## What you need to do
Please continue the passage below on the NIH grant for an HIV stigma study in India, picking up after its last sentence.
Start of Page extract
The National Institutes of Health issued a two-phase grant to the Ohio-based Baldwin-Wallace College to conduct the study. The first phase cost $173,221. The second phase cost $182,604.

The reason given for the study is “HIV prevalence is disproportionately high among Male-to-female transgenders (Hijra) in India.”

“Stigma among health care providers limits HIV testing, treatment and care and creates a barrier to HIV protective behavior,” the project summary says. “Stigmatization of transgender by healthcare providers has been documented, and is identified as a significant barrier to effective HIV prevention responses among this marginalized, at-risk population in India. However, evidence based interventions to reduce stigma and discrimination among health care providers are seriously lacking.”

The title of the study is “Project Shakti: Stigma Reduction, Health Care Provider Awareness and Knowledge.”

CNSNews.com asked an NIH spokesperson several questions, including, “Since this study focuses on India, what is the benefit to the U.S.? Why is it worthwhile to U.S. taxpayers?”
End of Page extract
Start of Excerpted data
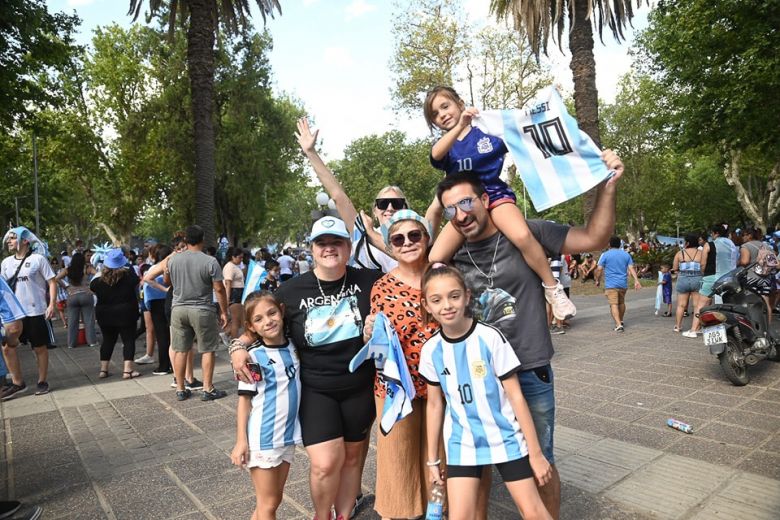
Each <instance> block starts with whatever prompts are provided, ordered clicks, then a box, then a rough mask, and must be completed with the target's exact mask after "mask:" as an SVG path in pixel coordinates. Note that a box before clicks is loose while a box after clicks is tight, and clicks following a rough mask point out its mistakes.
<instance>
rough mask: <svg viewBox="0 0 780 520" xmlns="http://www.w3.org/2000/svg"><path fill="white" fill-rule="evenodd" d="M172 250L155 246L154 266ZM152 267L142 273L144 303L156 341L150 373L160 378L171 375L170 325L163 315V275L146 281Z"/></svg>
mask: <svg viewBox="0 0 780 520" xmlns="http://www.w3.org/2000/svg"><path fill="white" fill-rule="evenodd" d="M172 252H173V249H171V248H170V247H169V246H166V245H157V246H156V247H155V258H154V260H155V264H154V265H160V264H161V263H162V262H163V260H165V259H166V258H168V257H169V256H170V255H171V253H172ZM153 268H154V266H152V267H150V268H149V269H147V271H146V273H144V285H145V287H144V302H145V303H146V308H147V309H149V314H150V315H151V318H152V327H153V328H154V335H155V339H156V340H157V367H156V368H155V369H154V371H152V374H154V375H156V376H162V375H166V374H171V373H173V368H171V353H170V347H171V324H170V323H169V322H168V317H167V315H166V313H165V298H166V295H167V294H168V290H169V289H170V287H169V286H167V285H165V280H164V278H165V277H164V276H163V274H162V273H161V274H158V275H157V276H154V275H152V276H151V277H150V278H151V279H147V275H148V274H149V273H150V272H151V270H152V269H153Z"/></svg>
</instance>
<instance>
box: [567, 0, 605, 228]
mask: <svg viewBox="0 0 780 520" xmlns="http://www.w3.org/2000/svg"><path fill="white" fill-rule="evenodd" d="M589 3H590V2H571V4H570V5H572V6H573V9H570V11H569V23H570V27H571V31H570V32H569V50H570V51H571V63H570V64H569V66H570V68H571V72H572V76H573V78H574V107H575V110H576V111H577V122H578V123H579V126H580V129H582V130H583V131H584V132H585V133H587V134H588V135H589V136H590V137H591V138H592V139H593V141H595V143H596V144H597V145H598V146H601V135H600V133H599V93H598V90H597V89H596V60H595V59H594V57H593V27H592V25H591V21H590V20H588V19H587V16H588V5H589ZM595 202H596V188H594V189H592V190H590V191H589V192H587V193H586V194H584V195H583V201H582V212H583V218H584V219H585V220H584V222H587V221H588V219H589V218H590V214H591V213H592V212H593V207H594V204H595Z"/></svg>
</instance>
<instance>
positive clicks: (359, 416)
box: [298, 384, 376, 446]
mask: <svg viewBox="0 0 780 520" xmlns="http://www.w3.org/2000/svg"><path fill="white" fill-rule="evenodd" d="M375 416H376V408H375V405H374V389H373V387H371V386H369V387H367V388H365V389H363V388H361V389H350V390H318V389H313V388H310V387H308V386H307V385H305V384H304V385H302V387H301V406H300V408H299V411H298V418H299V419H300V421H301V434H302V436H303V445H304V446H310V445H312V444H319V443H321V442H325V441H330V440H333V439H338V438H339V437H343V438H344V441H345V442H360V441H362V440H365V438H366V437H367V436H368V434H369V430H370V429H371V424H372V423H373V422H374V417H375Z"/></svg>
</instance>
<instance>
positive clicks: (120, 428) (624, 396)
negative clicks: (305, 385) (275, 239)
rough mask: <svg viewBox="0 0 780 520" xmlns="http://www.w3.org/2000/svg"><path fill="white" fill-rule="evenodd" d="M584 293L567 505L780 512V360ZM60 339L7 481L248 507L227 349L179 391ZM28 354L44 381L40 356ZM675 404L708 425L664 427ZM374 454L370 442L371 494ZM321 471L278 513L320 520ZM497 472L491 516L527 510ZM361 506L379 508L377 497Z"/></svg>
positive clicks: (205, 513) (215, 507) (45, 507)
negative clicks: (198, 390)
mask: <svg viewBox="0 0 780 520" xmlns="http://www.w3.org/2000/svg"><path fill="white" fill-rule="evenodd" d="M575 302H576V303H577V305H578V308H579V313H578V316H577V318H576V320H574V324H573V328H572V329H571V330H569V332H568V333H567V334H565V335H563V336H556V337H555V339H554V341H555V344H556V350H557V354H556V356H555V361H554V367H555V377H556V389H557V402H558V418H557V426H556V428H557V431H556V459H557V465H558V467H559V469H560V473H561V478H562V480H563V506H562V518H564V519H577V520H579V519H594V520H595V519H615V520H617V519H646V518H664V519H665V518H669V519H702V520H703V519H718V518H729V519H734V518H740V519H741V518H745V519H748V518H749V519H767V520H769V519H777V518H780V363H762V364H760V365H759V366H758V367H755V368H754V369H753V370H752V371H751V375H752V377H753V381H752V382H751V384H750V385H748V386H746V387H742V388H737V387H734V386H732V385H731V384H730V383H728V382H727V381H726V380H725V379H724V377H723V376H722V375H721V373H720V369H719V367H718V365H717V363H716V360H715V359H714V358H712V357H711V356H710V355H709V354H708V352H707V350H706V348H705V347H704V346H703V344H702V342H701V340H700V339H699V340H692V339H686V338H683V337H681V336H680V335H679V334H675V333H673V332H672V330H671V329H672V326H673V322H672V320H671V319H670V318H661V317H655V316H653V315H652V304H653V299H652V298H651V297H650V293H649V291H643V292H640V293H638V294H637V293H632V294H630V295H629V301H628V307H629V311H628V315H627V316H626V332H625V333H623V334H619V333H615V332H613V331H612V325H611V324H610V319H609V318H608V316H607V310H606V302H605V300H604V298H603V297H600V296H593V297H580V298H575ZM55 323H56V322H55ZM63 332H64V331H63V330H62V328H61V327H59V328H58V333H59V337H60V339H61V340H62V338H63ZM62 343H63V342H62V341H61V344H62ZM141 350H142V347H141V346H140V342H139V347H138V349H137V351H138V352H141ZM49 352H50V356H51V358H50V367H51V370H50V371H51V377H50V383H51V387H52V392H51V393H50V394H49V395H47V396H33V395H30V394H27V395H24V396H21V397H19V398H18V399H15V400H12V401H9V402H6V403H3V404H2V407H0V412H1V413H2V418H3V423H2V432H0V434H1V435H2V440H3V444H4V447H5V449H4V450H3V451H2V452H0V457H2V459H3V461H2V462H3V464H2V465H0V470H1V471H2V474H0V477H2V478H0V486H2V487H3V490H2V491H3V492H4V493H3V494H4V495H7V496H9V497H11V498H14V497H15V498H17V499H22V500H25V501H30V502H33V501H34V502H37V503H39V504H40V505H42V506H43V507H44V510H45V511H44V518H49V519H65V518H74V519H76V518H78V519H91V518H108V519H124V518H128V519H131V518H132V519H139V518H143V519H147V518H148V519H163V518H179V519H196V518H207V519H216V518H230V519H233V518H249V516H250V513H251V510H252V508H253V500H254V497H253V491H252V487H251V484H250V481H249V478H248V476H247V475H246V474H245V473H244V472H242V471H240V470H238V469H236V468H234V467H232V466H231V465H230V462H229V459H228V453H229V451H230V449H231V448H232V444H233V438H234V434H235V433H234V430H235V426H234V424H235V423H234V421H235V404H236V395H235V390H234V384H233V382H231V380H230V370H229V367H228V365H227V354H225V353H221V354H220V355H219V359H218V365H217V372H218V373H217V376H216V381H217V386H218V387H219V388H223V389H226V390H228V391H230V395H229V396H228V397H227V398H225V399H222V400H219V401H216V402H208V403H203V402H201V401H200V400H198V399H197V398H196V399H191V400H189V401H186V402H183V403H178V402H176V401H175V398H174V393H173V390H172V389H171V388H169V386H168V385H169V383H170V381H171V379H170V378H169V377H156V376H153V375H151V369H152V365H147V366H144V367H141V372H143V373H144V376H143V377H141V378H138V379H135V380H133V381H122V380H121V379H120V378H121V359H120V356H121V349H120V348H117V351H116V352H115V355H114V362H115V366H114V369H113V373H114V375H113V376H112V377H110V378H108V379H104V380H99V379H98V378H97V373H98V353H97V351H96V350H94V349H91V348H89V347H80V348H77V349H72V350H69V349H66V348H58V349H55V350H50V351H49ZM22 354H23V355H22V363H23V367H24V372H25V375H26V380H27V382H28V385H29V384H30V383H31V382H32V383H33V384H34V382H35V376H34V375H33V374H34V360H33V359H32V354H31V353H30V352H29V351H28V350H22ZM196 397H197V396H196ZM669 417H676V418H678V419H681V420H683V421H686V422H688V423H690V424H692V425H693V427H694V434H693V435H686V434H683V433H680V432H678V431H676V430H672V429H670V428H668V427H666V426H665V423H666V419H667V418H669ZM374 460H375V459H374V445H373V443H372V449H371V450H370V453H369V459H368V461H367V464H366V470H365V472H364V478H363V487H364V491H365V492H366V493H367V494H369V495H370V493H371V492H372V489H373V486H374ZM307 469H308V466H307V459H306V455H305V452H304V451H303V450H302V449H299V450H298V452H297V454H296V461H295V463H294V464H293V466H292V469H291V472H290V476H289V479H288V483H287V487H286V493H285V499H284V503H283V505H282V507H281V508H280V510H279V518H284V519H304V518H311V516H312V515H311V511H310V507H311V505H310V500H309V493H308V484H307ZM494 479H495V482H496V485H494V489H493V493H492V500H491V504H490V514H489V517H490V518H497V519H501V518H518V516H519V515H518V514H517V512H516V511H515V509H514V507H513V506H512V503H511V500H510V499H509V497H508V494H507V492H506V490H505V488H504V486H503V485H501V483H500V478H498V476H497V475H494ZM370 501H371V497H370V496H369V500H368V502H369V506H370ZM359 518H361V519H368V518H376V515H375V514H374V512H373V511H372V510H371V508H370V507H366V508H364V509H363V510H362V512H361V513H360V515H359Z"/></svg>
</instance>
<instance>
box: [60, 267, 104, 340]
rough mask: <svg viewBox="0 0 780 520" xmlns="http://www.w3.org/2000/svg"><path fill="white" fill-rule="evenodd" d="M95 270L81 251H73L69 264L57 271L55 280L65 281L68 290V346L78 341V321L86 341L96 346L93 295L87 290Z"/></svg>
End of Excerpted data
## Exercise answer
In a written response, the NIH told CNSNews.com only, “NIH research addresses the full spectrum of human health across all populations of Americans. Behavioral research will continue to be an important area of research supported by NIH.”

The NIH referred back to the project summary for any other comment.

The funding for the project ends in August.

“The proposed project will address this need by developing a theory-based, culturally relevant stigma-reducing intervention targeting health care providers in Mumbai, India,” the NIH project summary says. “The proposed multidisciplinary US-India collaborative research team with significant HIV/AIDS research experience will implement a two-year formative study to develop and pilot health-care provider-focused stigma reducing intervention.”

The project summary continues, “The study has three specific aims: 1) Document cause and manifestation of stigma among health care providers in Mumbai; 2) Use the information to design a provider-focused intervention module, and obtain community feedback; 3) Pilot the revised intervention module among 50 healthcare providers, and assess its feasibility, acceptability and preliminary effect on health service behavior among healthcare providers. These data will prepare the team to conduct a large scale randomized controlled trial in India.”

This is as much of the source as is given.